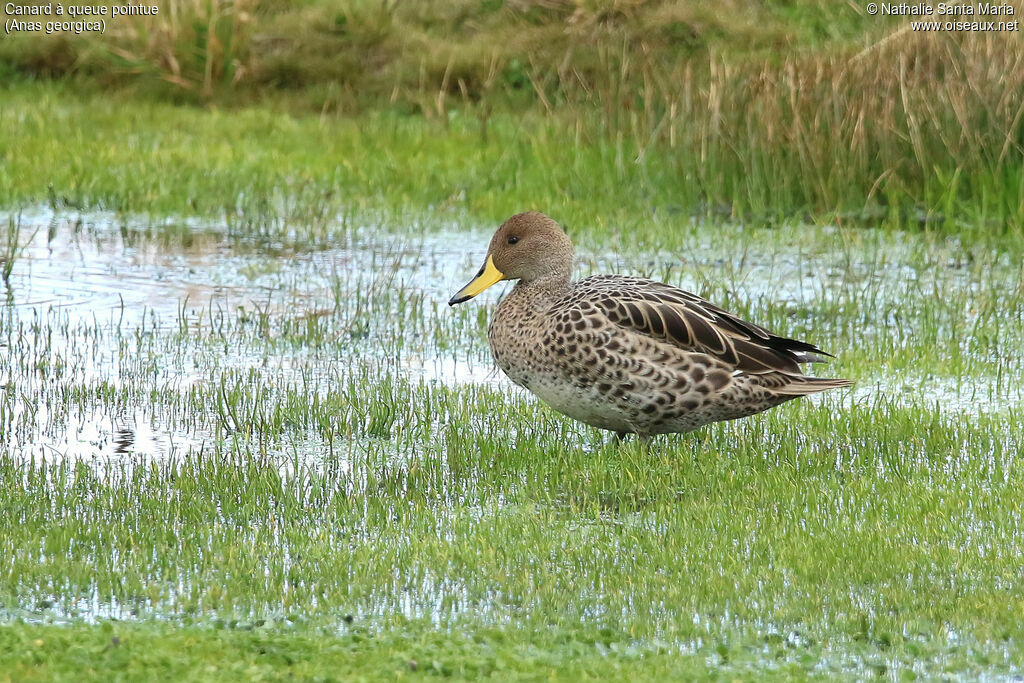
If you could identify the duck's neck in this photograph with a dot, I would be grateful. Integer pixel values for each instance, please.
(550, 286)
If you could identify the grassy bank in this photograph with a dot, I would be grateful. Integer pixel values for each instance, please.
(754, 112)
(136, 157)
(315, 499)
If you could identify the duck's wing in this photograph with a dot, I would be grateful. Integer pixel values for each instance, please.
(691, 323)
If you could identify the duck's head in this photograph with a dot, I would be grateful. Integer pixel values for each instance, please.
(527, 247)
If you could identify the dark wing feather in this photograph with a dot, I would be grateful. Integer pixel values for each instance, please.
(692, 323)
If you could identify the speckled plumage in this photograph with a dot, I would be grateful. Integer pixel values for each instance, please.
(630, 354)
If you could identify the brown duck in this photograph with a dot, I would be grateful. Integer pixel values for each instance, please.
(624, 353)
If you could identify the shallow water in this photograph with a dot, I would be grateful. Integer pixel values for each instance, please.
(108, 301)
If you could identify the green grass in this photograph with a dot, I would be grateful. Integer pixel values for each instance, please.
(308, 176)
(331, 511)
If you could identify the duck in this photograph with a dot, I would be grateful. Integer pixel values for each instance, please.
(629, 354)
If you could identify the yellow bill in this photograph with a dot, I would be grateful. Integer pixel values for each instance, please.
(487, 275)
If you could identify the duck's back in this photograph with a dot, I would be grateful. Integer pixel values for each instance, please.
(634, 355)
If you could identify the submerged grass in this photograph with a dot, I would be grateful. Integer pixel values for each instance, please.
(320, 506)
(309, 175)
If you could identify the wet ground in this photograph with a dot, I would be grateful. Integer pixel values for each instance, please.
(173, 303)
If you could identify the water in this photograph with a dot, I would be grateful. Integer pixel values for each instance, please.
(100, 303)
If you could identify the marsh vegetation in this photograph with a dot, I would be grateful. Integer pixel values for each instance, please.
(242, 433)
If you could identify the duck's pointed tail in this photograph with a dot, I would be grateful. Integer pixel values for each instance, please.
(801, 386)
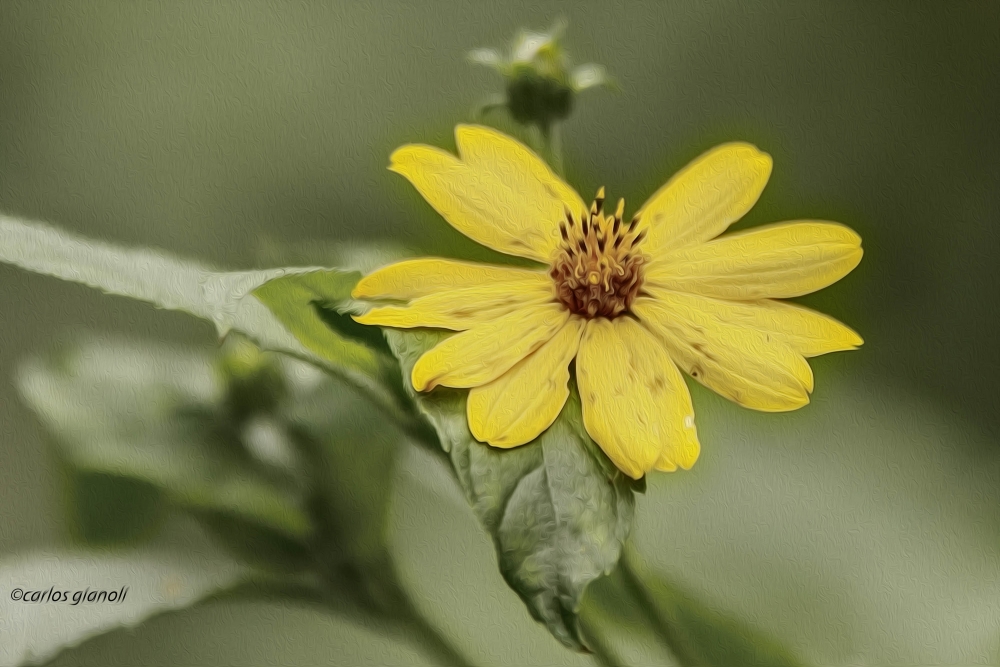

[TASK TO COMPLETE]
Having located the line with "If you could identify the brown", copy it exactly along with every later line through the end of the listing above, but omit the pictures.

[EXPECTED ANSWER]
If you could identify the brown duck in this photograph with a dot, I would be grateful. Integer pixel values for each instance, please.
(624, 353)
If you could identify the shallow water in this photograph with a dot, I would be grateful. Integer pixel values for each instance, please.
(108, 301)
If you could identify the green grass in this photograph with a dot, I would be grateful. Integer pixel values for each instance, please.
(308, 176)
(331, 511)
If you could identify the duck in this photograph with a dot, I would be grateful. Integer pixel values for each instance, please.
(629, 354)
If you could identify the yellow bill in this photograph with a dot, I would be grateful. Integer pixel values for each instance, please.
(487, 275)
If you could identify the duck's back in this photograph with a dot, I would be grateful. Integer pixel values for each instance, please.
(634, 355)
If you could identify the submerged grass in this photograph with a dot, I would be grateful. Integer pixel values for each instance, please.
(320, 506)
(309, 175)
If you could identify the wet ground in this photograph with a dot, I would be grateful. Integer pixel values for each instance, please.
(173, 303)
If you could identify the water in this photograph with a dot, I would be grateful. Integer pixel values for each instance, please.
(100, 303)
If you could identify the marsh vegetation in this photograph with a dot, I would be grateful. Integer pixel values for each instance, please.
(242, 433)
If you could identify the duck's pointed tail in this photograph with a dot, I would be grateful. Integer pixel values for each instance, please.
(801, 386)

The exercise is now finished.